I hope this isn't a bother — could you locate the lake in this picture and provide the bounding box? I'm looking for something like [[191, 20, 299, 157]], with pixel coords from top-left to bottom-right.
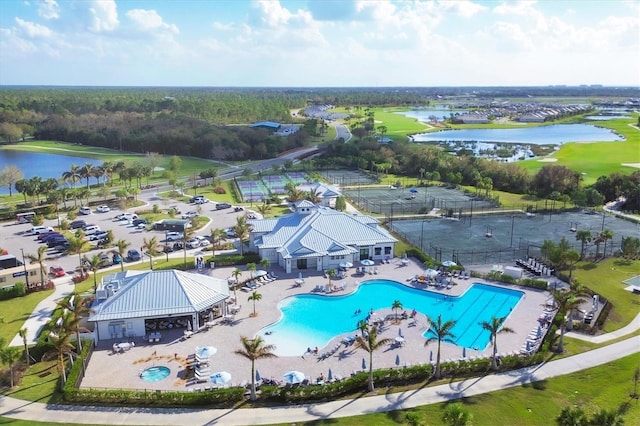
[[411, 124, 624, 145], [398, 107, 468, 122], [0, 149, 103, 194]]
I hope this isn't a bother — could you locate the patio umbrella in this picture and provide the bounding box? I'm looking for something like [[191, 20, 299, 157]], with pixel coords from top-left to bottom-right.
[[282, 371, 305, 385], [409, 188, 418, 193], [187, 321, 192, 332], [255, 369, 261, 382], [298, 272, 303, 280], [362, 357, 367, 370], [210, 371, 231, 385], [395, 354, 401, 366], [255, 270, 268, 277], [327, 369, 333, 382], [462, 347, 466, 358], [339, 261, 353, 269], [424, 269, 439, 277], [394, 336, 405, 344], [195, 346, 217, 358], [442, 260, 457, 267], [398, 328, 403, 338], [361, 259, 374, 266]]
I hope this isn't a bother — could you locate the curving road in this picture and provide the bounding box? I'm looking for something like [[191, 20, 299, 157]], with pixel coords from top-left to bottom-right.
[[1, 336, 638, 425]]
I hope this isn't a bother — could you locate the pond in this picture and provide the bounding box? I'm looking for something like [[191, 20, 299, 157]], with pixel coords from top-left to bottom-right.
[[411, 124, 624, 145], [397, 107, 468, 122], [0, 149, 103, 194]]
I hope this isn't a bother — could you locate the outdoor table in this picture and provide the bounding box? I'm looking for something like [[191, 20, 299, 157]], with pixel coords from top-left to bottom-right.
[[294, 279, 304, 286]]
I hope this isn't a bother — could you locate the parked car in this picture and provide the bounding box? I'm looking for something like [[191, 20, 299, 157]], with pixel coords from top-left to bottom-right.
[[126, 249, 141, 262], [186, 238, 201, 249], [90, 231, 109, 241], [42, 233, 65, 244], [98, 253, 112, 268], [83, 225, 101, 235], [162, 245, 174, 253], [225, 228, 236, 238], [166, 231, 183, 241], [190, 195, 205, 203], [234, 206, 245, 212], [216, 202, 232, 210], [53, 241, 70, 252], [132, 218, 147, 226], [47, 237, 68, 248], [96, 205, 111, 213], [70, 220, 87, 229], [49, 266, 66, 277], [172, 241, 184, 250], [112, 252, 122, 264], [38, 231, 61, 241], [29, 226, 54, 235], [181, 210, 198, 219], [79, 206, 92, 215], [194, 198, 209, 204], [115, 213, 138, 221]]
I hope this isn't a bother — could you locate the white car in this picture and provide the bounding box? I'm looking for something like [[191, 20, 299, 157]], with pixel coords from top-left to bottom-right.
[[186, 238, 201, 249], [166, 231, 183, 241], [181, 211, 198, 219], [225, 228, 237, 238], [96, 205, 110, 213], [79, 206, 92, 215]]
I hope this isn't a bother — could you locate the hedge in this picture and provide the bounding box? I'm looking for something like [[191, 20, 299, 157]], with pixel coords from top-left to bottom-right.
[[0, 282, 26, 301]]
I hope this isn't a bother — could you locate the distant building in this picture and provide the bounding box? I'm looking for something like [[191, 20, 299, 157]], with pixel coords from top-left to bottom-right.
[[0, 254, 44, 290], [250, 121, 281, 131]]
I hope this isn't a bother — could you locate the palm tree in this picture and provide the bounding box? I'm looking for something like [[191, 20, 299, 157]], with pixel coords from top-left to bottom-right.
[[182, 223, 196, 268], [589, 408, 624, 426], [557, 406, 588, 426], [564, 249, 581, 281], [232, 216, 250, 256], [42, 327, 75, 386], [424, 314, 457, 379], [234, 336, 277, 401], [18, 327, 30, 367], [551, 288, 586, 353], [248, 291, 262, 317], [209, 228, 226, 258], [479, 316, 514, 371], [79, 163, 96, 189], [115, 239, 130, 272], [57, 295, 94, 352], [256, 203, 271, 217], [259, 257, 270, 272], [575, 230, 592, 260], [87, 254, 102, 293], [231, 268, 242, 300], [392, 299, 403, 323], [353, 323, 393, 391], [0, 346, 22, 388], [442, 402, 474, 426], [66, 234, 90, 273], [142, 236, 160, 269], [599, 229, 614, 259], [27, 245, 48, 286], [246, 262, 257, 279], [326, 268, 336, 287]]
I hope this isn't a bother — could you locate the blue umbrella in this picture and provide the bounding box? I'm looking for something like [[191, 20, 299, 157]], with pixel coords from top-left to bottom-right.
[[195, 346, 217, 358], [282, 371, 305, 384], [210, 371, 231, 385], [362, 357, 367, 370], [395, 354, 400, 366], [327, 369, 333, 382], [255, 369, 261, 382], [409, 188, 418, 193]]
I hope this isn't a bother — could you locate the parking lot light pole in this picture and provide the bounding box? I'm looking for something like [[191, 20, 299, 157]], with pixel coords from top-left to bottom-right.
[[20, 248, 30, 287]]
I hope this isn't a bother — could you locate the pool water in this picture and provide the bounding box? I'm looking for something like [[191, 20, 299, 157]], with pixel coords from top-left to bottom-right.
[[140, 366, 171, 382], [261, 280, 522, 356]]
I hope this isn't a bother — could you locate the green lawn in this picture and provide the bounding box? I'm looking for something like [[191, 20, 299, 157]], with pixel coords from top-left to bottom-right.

-- THE TASK --
Nothing should appear in the output except the lines from the one with "locate the distant" through the end of the records above, copied exactly.

-- RESULT OF THE EXERCISE --
I hope this isn't a bother — could you locate the distant building in this picture and provide the bounding box? I'm looking for something like [[191, 20, 299, 157]], with pixel coords from top-left to bottom-right.
[[0, 254, 44, 290], [250, 121, 281, 131]]
I hope this isn't a bother — could you locate the palm tree in this picture and provide the bounding box? I'm looking for something like [[191, 20, 299, 157]], with pixel coords from top-left to bottom-right.
[[182, 223, 196, 268], [589, 408, 624, 426], [557, 406, 588, 426], [564, 249, 581, 281], [232, 216, 250, 256], [42, 327, 75, 386], [424, 314, 457, 379], [234, 336, 277, 401], [18, 327, 30, 367], [551, 288, 586, 353], [248, 291, 262, 317], [209, 228, 226, 258], [479, 316, 514, 371], [79, 163, 96, 189], [115, 239, 130, 272], [57, 295, 94, 352], [256, 203, 271, 217], [259, 257, 270, 272], [575, 230, 592, 260], [87, 254, 102, 293], [231, 268, 242, 300], [392, 299, 403, 323], [353, 323, 393, 391], [0, 346, 22, 388], [442, 402, 474, 426], [66, 234, 90, 273], [142, 236, 160, 269], [599, 229, 614, 259], [27, 245, 48, 286], [246, 262, 257, 279], [326, 268, 336, 287]]
I hope this isn't a bother — could you locate the blue umbrella in this picture and provide the bounding box? I'm looking for something like [[191, 20, 299, 157]], with pixel coords from top-left to bottom-right.
[[195, 346, 217, 358], [282, 371, 305, 384], [210, 371, 231, 385], [362, 357, 367, 370], [395, 354, 400, 366], [327, 369, 333, 382], [255, 369, 261, 382], [409, 188, 418, 193]]
I hope this isn't a bother — could you locate the parking lot light pole in this picture and provide the bounding box? I'm looking for something like [[191, 20, 299, 157]], with pixel coords from top-left to bottom-right.
[[20, 248, 30, 287]]
I hope this isn't a bother — could you locate the pool water in this picture and provide the bounding box? I'm looking for something like [[191, 20, 299, 157]], with pixel coords from top-left to bottom-right.
[[140, 366, 171, 382], [261, 280, 522, 356]]
I hope this isn't a bother — could you locate the green lawn in this picture and provide the bounding box? I'm looking for something like [[191, 20, 299, 157]], with pixel coords from top-left to bottom-right.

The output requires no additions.